* _SOURCE PASSAGE_:
····················
Wednesday, May 28, 2008

Creative Financing - the new game on the block!

Freddie Mac has changed their guidelines for loan qualification (which would go into effect on Aug 1, 2008) and this will impact investors - previously we could qualify for ten loans (20 per couple in some cases) now we are limited to four per family - yikes! Most of us have four loans already...What do we do now? Essentially this means that creative financing will have to be a major part of our investing strategy going forward. These include but are not limited to the following:

1. Buying subject to the existing financing
2. Owner Financing
3. Lease Option purchase
4. Sell on a wrap
5. Equity share

These are all topics we will be exploring over the coming months at the SJREI - understanding these are key to your success over the next couple of years investing in CA. In the meantime start reading up about these different ways to creatively finance properties.

Click on the link below summarizing the Freddie Mac changes.

http://www.freddiemac.com/sell/guide/bulletins/pdf/bll042208.pdf

1 comment:

Anonymous said...
····················
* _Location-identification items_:
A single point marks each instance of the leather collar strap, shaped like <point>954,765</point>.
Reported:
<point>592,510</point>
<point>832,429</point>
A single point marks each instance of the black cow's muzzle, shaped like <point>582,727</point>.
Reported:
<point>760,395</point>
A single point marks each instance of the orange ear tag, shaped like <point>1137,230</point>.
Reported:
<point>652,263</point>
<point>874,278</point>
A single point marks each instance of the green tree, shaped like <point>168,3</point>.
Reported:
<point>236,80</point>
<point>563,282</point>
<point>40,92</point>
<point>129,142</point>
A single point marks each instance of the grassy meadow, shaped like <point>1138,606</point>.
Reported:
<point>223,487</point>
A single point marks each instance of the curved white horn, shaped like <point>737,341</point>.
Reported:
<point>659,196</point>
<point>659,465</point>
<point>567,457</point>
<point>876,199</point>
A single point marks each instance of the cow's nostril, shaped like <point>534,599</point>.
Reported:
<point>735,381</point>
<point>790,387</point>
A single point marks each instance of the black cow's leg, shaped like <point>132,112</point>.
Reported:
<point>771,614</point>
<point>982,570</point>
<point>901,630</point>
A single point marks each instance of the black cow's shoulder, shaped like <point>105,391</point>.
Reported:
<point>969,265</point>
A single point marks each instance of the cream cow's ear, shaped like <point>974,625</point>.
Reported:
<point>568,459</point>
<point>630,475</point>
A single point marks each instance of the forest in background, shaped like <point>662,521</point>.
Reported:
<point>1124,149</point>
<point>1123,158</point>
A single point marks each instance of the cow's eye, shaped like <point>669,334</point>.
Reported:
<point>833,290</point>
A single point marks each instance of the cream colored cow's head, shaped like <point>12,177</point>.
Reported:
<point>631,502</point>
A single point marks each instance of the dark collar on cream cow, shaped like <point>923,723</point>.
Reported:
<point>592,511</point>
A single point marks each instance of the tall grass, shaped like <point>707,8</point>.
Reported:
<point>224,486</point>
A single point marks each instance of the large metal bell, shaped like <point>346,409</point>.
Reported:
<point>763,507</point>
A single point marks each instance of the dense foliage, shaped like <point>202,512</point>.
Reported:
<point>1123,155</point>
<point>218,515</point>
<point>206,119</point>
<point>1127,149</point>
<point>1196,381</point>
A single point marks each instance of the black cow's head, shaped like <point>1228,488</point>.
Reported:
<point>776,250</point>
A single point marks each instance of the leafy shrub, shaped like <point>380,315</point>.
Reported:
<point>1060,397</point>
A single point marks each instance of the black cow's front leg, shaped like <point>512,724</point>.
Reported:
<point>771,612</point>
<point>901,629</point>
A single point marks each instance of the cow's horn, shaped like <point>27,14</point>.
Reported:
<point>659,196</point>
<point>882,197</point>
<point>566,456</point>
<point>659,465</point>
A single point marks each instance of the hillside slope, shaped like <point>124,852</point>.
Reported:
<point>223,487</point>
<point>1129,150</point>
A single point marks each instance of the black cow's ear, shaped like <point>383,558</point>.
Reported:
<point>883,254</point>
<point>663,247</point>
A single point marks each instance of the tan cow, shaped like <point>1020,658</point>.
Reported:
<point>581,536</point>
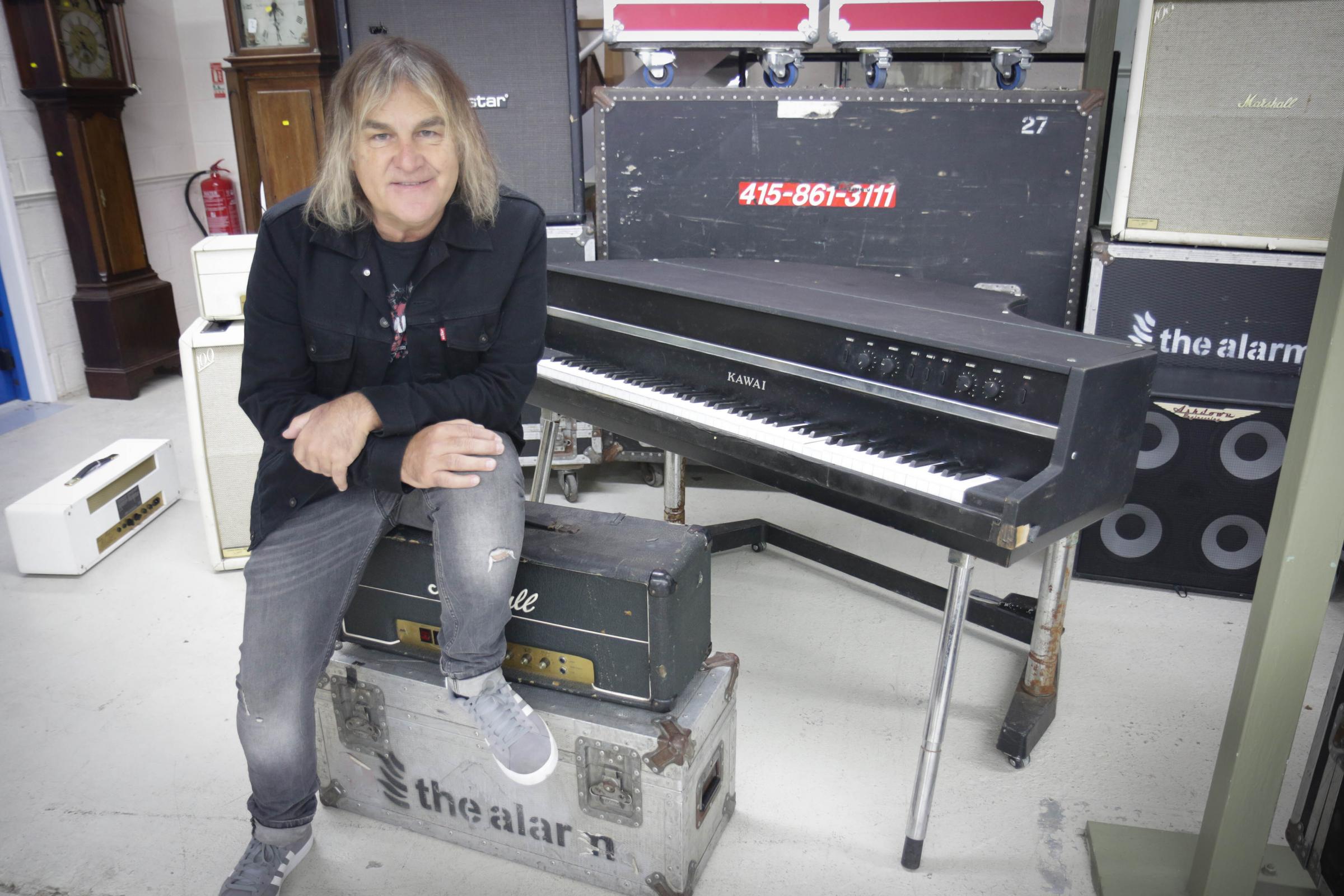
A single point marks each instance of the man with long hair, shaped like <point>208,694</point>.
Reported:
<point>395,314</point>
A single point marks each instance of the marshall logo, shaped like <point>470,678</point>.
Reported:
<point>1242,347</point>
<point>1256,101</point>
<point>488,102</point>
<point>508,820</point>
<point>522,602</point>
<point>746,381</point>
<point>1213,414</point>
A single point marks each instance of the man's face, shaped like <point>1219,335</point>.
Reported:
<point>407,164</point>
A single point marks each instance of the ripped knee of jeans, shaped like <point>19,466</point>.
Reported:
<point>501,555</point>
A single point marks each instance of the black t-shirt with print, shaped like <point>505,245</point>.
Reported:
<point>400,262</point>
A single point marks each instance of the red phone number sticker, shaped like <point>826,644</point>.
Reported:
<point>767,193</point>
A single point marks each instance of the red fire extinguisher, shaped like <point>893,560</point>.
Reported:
····················
* _WRITTEN PROBLEM 1_:
Answer these about the blog post:
(a) On what date do the new Freddie Mac guidelines go into effect?
(b) How many loans per family will the new guidelines allow?
(c) Which creative financing method is listed fifth?
* _WRITTEN PROBLEM 2_:
Resize the records in the part that opens with the line containing "A single point marks each instance of the tall" and closes with the line containing "<point>763,507</point>". Repeat all of those lines, requests included, with every coordinate in the reported points multiplied by 2.5 and rounded to a whole number, halves rounded up, and keep the sample points in the requests unchanged.
The blog post and the records were taken from separate sources.

* _TASK ANSWER 1_:
(a) Aug 1, 2008
(b) Four
(c) Equity share

* _TASK ANSWER 2_:
A single point marks each instance of the tall grass, shaped like <point>707,8</point>.
Reported:
<point>560,1215</point>
A single point marks each instance of the large metal bell, shaped like <point>346,409</point>.
Reported:
<point>1908,1268</point>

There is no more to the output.